# REQUIRED ACTION
Set the listing down once more, exactly as given.

# DATA FOR THIS TASK
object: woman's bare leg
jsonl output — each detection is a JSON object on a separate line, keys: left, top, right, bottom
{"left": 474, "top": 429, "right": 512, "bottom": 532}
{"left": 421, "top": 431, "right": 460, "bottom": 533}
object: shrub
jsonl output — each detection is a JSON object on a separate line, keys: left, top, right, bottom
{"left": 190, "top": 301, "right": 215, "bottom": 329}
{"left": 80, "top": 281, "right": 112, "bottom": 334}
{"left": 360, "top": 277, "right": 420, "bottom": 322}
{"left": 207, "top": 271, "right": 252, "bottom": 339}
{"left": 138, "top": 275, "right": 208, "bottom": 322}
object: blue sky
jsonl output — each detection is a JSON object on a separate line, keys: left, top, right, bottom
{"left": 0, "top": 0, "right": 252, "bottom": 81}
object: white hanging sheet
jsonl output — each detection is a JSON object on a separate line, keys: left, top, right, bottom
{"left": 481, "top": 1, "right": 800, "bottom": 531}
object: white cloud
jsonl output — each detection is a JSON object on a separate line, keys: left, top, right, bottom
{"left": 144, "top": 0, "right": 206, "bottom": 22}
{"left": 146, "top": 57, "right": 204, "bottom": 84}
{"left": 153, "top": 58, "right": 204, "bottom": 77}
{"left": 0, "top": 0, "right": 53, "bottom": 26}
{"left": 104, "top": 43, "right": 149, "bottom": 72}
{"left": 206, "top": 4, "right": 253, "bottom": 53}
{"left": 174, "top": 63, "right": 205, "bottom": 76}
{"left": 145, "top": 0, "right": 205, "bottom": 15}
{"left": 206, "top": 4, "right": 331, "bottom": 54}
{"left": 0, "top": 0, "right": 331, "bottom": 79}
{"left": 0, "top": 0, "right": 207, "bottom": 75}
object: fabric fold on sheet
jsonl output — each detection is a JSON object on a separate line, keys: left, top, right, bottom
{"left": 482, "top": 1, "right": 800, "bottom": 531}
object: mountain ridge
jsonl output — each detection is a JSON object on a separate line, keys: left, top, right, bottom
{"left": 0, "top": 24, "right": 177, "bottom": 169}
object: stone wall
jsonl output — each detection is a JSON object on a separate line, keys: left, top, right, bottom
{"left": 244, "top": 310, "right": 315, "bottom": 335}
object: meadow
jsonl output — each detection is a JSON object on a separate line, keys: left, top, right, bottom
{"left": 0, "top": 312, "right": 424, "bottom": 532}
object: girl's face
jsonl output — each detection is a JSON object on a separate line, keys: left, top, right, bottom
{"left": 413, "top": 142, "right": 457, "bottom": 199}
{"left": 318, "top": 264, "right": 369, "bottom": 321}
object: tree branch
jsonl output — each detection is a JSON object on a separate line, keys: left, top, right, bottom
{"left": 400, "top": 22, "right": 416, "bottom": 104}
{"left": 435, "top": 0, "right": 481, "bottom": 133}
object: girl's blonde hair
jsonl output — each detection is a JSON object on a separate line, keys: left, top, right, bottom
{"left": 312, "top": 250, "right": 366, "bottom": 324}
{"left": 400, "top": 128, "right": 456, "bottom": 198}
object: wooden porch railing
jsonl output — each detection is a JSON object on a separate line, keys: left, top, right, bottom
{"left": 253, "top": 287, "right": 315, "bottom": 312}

# TASK SOLUTION
object: woman's bare leg
jsonl output — each detection is a JSON object on a separate line, keys: left, top, right, bottom
{"left": 474, "top": 429, "right": 512, "bottom": 532}
{"left": 421, "top": 431, "right": 460, "bottom": 533}
object: shrub
jsonl output — each detection is a JSON object on a separate line, keys: left, top, right, bottom
{"left": 190, "top": 301, "right": 215, "bottom": 329}
{"left": 80, "top": 281, "right": 112, "bottom": 334}
{"left": 360, "top": 277, "right": 420, "bottom": 322}
{"left": 207, "top": 271, "right": 252, "bottom": 339}
{"left": 138, "top": 275, "right": 208, "bottom": 322}
object: blue sky
jsonl output — each detection is a JSON object on a separate line, keys: left, top, right, bottom
{"left": 0, "top": 0, "right": 252, "bottom": 81}
object: white hanging sheet
jsonl output — each detection is a JSON object on a separate line, keys: left, top, right, bottom
{"left": 481, "top": 1, "right": 800, "bottom": 531}
object: white cloud
jsonl output — each detection is a JSON object on a separate line, keys: left, top, right, bottom
{"left": 144, "top": 0, "right": 206, "bottom": 22}
{"left": 146, "top": 57, "right": 204, "bottom": 84}
{"left": 153, "top": 58, "right": 204, "bottom": 77}
{"left": 0, "top": 0, "right": 53, "bottom": 26}
{"left": 104, "top": 43, "right": 149, "bottom": 72}
{"left": 206, "top": 4, "right": 253, "bottom": 53}
{"left": 174, "top": 63, "right": 205, "bottom": 76}
{"left": 145, "top": 0, "right": 205, "bottom": 15}
{"left": 206, "top": 4, "right": 331, "bottom": 54}
{"left": 0, "top": 0, "right": 331, "bottom": 79}
{"left": 0, "top": 0, "right": 207, "bottom": 75}
object: fabric fold on sheet
jsonl output — each detection is a JSON object on a separate line, keys: left, top, right, bottom
{"left": 482, "top": 1, "right": 800, "bottom": 531}
object: mountain ridge
jsonl output — each detection is a JSON object on a separate line, keys: left, top, right, bottom
{"left": 0, "top": 24, "right": 177, "bottom": 169}
object: stone wall
jsonl output — each detection is a JSON object on a separate line, keys: left, top, right, bottom
{"left": 244, "top": 310, "right": 315, "bottom": 335}
object: meadow
jsonl output — each detection is a JSON object on a separate line, keys: left, top, right, bottom
{"left": 0, "top": 312, "right": 424, "bottom": 532}
object: girl's face
jsonl output — each detection is a JSON object on a separate line, keys: left, top, right, bottom
{"left": 413, "top": 142, "right": 457, "bottom": 199}
{"left": 318, "top": 264, "right": 369, "bottom": 321}
object: tree branch
jsonl output — each detection is a JSON object on a separate line, keys: left, top, right, bottom
{"left": 400, "top": 22, "right": 416, "bottom": 104}
{"left": 435, "top": 0, "right": 481, "bottom": 133}
object: girl's blonde hair
jsonl output — each detection is a JSON object on a separate line, keys: left, top, right, bottom
{"left": 312, "top": 250, "right": 366, "bottom": 324}
{"left": 400, "top": 128, "right": 456, "bottom": 198}
object: wooden porch railing
jsonl output — each detection is a JSON object on a separate line, keys: left, top, right, bottom
{"left": 253, "top": 287, "right": 315, "bottom": 312}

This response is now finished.